> **Исходный отрывок**
********************

Такой поворот событий совсем не входил в планы Врангеля, и он делает все, чтобы остановить репатриацию своих войск. 2 апреля он пишет письма маршалам Франции, заслуженным и известным в своей стране людям: Фошу, Жоффрэ, Петену, Зиантею, Файлю и Франше д'Эспрэ. Он сообщает, какими неприглядными мерами идет распыление его армии, и просит маршалов поднять свой голос в защиту тех, кто совсем недавно вместе с французскими войсками воевал против общего врага.
Советское руководство, как и в свое время правительство Франции, оказалось не готово к приему такого количества беженцев. ВЧК стало известно, что разведка Врангеля с каждой их партией засылает своих людей, о чем председатель Всеукраинской чрезвычайной комиссии В.Н. Манцев проинформировал Ф.Э.Дзержинского. 13 апреля 1921г. он телеграфировал ему: «…на днях в Одессу прибыл пароход из Константинополя с врангелевцами в количестве 4000 человек, у них найдены шифры, явки и даже пироксилиновые шашки. Среди бывших врангелевцев обнаружено несколько агентов контрразведки{159}. Несколько раньше, 4 апреля 1921 г., М.В. Фрунзе — в то время командующий войсками Украины и Крыма — срочно направил в Реввоенсовет республики и Наркомат иностранных дел телеграмму, где сообщает об отсутствии в Одессе условий для приема турецкого корабля «Кизил-Ермак» с 2700 человек врангелевцев на борту. «Нет помещений и продовольствия. Кроме того, такое большое скопление неопределенного <в> политическом отношении невыгодно»{160}.
На следующий день телеграмма Ф.Э. Дзержинского была рассмотрена на заседании Политбюро ЦК РКП(б). В выписке из протокола № 9 от 5 апреля 1920 г. говорится: «Слушали: <…> 4) О возвращении в РСФСР врангелевцев (через Одессу). Постановили: <…> 4) Подтвердить постановление Политбюро о недопущении в РСФСР врангелевцев. Исполнение возложить на т. Дзержинского»{161}.
В развитие этого постановления К.А. Авксеньтьевский (заместитель М.В. Фрунзе) шлет телеграмму заместителю председателя РВСР Э.М. Склянскому, в которой просит дать «распоряжения и извещение <по> радио всех сопредельных иноземных государств не присылать в наши порты Черноморья транспортов с беженцами бывших враждебных армий», что и было сделано{162}.

********************

> **Список данных**
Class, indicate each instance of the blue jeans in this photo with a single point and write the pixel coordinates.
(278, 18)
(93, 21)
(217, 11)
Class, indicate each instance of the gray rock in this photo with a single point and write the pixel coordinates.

********************

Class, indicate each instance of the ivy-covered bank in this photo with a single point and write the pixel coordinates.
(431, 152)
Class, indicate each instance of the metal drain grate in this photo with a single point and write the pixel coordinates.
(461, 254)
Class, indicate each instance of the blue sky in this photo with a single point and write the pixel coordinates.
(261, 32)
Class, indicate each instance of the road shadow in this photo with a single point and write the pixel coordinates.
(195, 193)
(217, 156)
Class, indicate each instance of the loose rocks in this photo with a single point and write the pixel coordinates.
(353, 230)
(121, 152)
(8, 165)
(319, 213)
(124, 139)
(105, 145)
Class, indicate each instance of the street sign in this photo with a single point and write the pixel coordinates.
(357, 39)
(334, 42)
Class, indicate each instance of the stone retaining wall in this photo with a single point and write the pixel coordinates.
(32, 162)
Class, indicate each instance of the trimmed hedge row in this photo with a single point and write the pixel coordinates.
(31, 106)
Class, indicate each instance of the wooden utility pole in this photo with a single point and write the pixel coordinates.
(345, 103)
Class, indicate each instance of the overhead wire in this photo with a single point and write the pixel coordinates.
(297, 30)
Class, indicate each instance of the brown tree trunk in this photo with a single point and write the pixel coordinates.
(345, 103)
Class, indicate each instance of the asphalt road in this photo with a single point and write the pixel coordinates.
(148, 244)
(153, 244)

********************

> **Набор заданий**
1. Сколько врангелевцев было на борту турецкого корабля «Кизил-Ермак», о котором говорится в отрывке о врангелевцах?
2. Продолжите отрывок о врангелевцах с того места, где он заканчивается.

> **Ответы по порядку**
1. 2700 человек.

2.
Работу советских органов власти по приему врангелевцев усложнял целый ряд обстоятельств. Во-первых, власти опасались присутствия в столь взрывоопасном районе каких-либо потенциально опасных больших групп; во-вторых, созданные в ходе Гражданской войны фильтрационные лагеря для военнопленных уже были свернуты; в-третьих, отсутствовали запасы продовольствия, медикаментов и жилья. Было еще одно важное препятствие возвращению белогвардейцев на родину — отсутствие решения об их амнистии. По этому поводу послы России неоднократно обращались к народному комиссару иностранных дел РСФСР Г.В. Чичерину с просьбой поскорее решить эту проблему, так как они не могут оформлять визы решившим возвратиться участникам Белого движения. Только 3 ноября такая амнистия была объявлена.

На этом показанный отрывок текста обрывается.